**Extract**
Guantanamo four return to UK
LONDON, England (CNN) -- The last four Britons to be held at the U.S. detention center in Guantanamo Bay, Cuba, have arrived back in the UK.
The men -- two aged 25, one aged 32 and one aged 36 -- were arrested by anti-terrorism police on arrival at a military air base west of London on Tuesday afternoon, and are expected to be questioned under UK anti-terror laws.
Police arrested the men under Section 41 of the Terrorism Act 2000 which refers to the alleged involvement in the commission, preparation or instigation of acts of terrorism.
The men have been taken to a central London police station.
On arrival, each man will be medically examined by a forensic medical examiner to ensure that they are fit to be detained and interviewed by officers from the anti-terrorist branch, according to a statement released by Scotland Yard.
"As is normal practice each man will be allowed to make a phone call and have access to a solicitor of his choice," the statement said.
"Due to the unique circumstances of this case each man will be allowed a visit by a family member."
Families of the men say the men have suffered torture during their detention without trial for almost three years.
Moazzam Begg, Feroz Abbasi, Martin Mubanga and Richard Belmar are among some 550 prisoners from 42 countries swept up in the U.S.-led war on terror.
Moazzam Begg's father, Azmat Begg, said he would likely see his son Wednesday, and added that he had mixed feelings about the meeting.
"I am not very excited for the simple reason that (he has suffered) mental torture for three years and I don't know what that has done to him," Begg told BBC radio. "Also, at the same time, I am happy my son is coming home.
British Muslim leaders have lobbied the government to provide medical treatment and counseling to the four Britons on their return home. The Muslim Council of Britain said the four men would be heavily traumatized and in need of care after three years in U.S. custody.

**Given records**
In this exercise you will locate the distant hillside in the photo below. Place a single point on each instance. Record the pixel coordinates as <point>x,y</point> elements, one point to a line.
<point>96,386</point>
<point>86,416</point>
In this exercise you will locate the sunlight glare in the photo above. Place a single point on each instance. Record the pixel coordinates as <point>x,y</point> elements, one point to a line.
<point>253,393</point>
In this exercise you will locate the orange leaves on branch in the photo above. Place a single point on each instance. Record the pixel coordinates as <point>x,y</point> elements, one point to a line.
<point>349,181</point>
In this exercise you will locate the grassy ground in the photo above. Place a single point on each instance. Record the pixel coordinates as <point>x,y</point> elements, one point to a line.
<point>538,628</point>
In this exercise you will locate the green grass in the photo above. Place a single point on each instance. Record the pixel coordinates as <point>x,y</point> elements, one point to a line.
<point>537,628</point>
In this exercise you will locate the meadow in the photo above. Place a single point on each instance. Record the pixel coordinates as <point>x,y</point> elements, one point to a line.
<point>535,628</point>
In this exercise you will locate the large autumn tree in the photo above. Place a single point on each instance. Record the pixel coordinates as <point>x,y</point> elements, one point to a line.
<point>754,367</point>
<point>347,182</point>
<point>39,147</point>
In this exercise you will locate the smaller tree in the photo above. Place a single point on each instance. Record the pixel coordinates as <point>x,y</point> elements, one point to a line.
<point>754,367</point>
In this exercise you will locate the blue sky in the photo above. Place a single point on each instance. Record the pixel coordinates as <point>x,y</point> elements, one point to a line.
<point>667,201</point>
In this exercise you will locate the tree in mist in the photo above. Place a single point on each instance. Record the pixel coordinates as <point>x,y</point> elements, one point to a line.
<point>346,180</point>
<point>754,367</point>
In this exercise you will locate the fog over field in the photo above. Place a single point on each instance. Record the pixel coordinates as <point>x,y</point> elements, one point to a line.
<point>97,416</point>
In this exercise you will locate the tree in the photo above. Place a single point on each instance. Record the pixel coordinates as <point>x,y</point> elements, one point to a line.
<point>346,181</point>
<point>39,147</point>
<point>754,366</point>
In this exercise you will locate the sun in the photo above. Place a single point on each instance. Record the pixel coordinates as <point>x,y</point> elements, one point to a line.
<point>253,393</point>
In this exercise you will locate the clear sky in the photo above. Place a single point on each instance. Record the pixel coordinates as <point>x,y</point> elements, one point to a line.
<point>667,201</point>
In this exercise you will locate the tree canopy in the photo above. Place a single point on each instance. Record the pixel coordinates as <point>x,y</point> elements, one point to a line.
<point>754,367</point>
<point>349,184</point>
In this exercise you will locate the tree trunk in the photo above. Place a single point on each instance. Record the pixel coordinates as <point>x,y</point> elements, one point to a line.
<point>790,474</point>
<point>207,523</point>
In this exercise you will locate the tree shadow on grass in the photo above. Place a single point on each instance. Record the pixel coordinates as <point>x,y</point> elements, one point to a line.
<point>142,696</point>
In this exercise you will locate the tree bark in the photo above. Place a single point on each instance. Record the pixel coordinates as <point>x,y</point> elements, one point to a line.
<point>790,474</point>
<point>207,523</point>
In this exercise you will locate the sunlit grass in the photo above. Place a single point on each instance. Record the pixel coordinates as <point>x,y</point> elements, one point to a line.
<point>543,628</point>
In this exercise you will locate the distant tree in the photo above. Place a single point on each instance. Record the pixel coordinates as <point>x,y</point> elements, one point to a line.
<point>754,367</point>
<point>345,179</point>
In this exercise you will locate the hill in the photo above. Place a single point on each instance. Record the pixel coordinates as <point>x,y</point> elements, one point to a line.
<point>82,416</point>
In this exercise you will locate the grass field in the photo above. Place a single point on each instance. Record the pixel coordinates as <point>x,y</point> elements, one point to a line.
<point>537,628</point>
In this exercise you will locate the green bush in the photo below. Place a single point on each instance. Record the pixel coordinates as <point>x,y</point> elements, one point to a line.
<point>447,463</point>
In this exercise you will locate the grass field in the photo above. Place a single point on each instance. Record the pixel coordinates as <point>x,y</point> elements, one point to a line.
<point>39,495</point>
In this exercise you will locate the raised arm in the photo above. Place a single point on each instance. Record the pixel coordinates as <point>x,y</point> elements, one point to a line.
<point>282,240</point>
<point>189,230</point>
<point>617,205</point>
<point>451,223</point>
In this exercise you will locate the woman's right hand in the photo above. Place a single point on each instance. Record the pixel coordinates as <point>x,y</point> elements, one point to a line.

**Activities**
a: In the Guantanamo article, under which section of which law did police arrest the four men?
b: Do these statements agree with the Guantanamo article? (i) The four men were arrested at a military air base west of London. (ii) Azmat Begg said he was very excited about seeing his son. (iii) Each man will be allowed a visit by a family member.
c: Carry on the Guantanamo article from the end of its last sentence.

**Answers for the tasks**
a: Section 41 of the Terrorism Act 2000.

b:
(i) Yes: "were arrested by anti-terrorism police on arrival at a military air base west of London"
(ii) No: "I am not very excited"
(iii) Yes: "each man will be allowed a visit by a family member"

c:
DAC Peter Clarke, head of the UK Anti-Terrorist Branch, said: " We have discussed this case with members of the Muslim community and recognize that there are strong feelings about the return of these men to the UK.
"But the fact is that we have an absolute duty on behalf of all communities to investigate the circumstances leading to the men's detention.
"Our inquiries are being carried out strictly in accordance with UK law and procedures. These have built-in safeguards and are subject to independent scrutiny. We are totally committed to ensuring that the men are treated properly and fairly."
The decision to release the men follows months of sensitive negotiations between Washington and London to address U.S. security concerns.
When it announced their release earlier this month -- along with a fifth man, an Australian -- the U.S. Defense Department said the men were "enemy combatants who had been detained by the United States in accordance with the laws of war and U.S. law." (Full story)
Originally, the United States held nine British citizens at its Guantanamo Bay Naval Base. London asked in 2003 for the return of all nine, and in March 2004, the U.S. released five of them.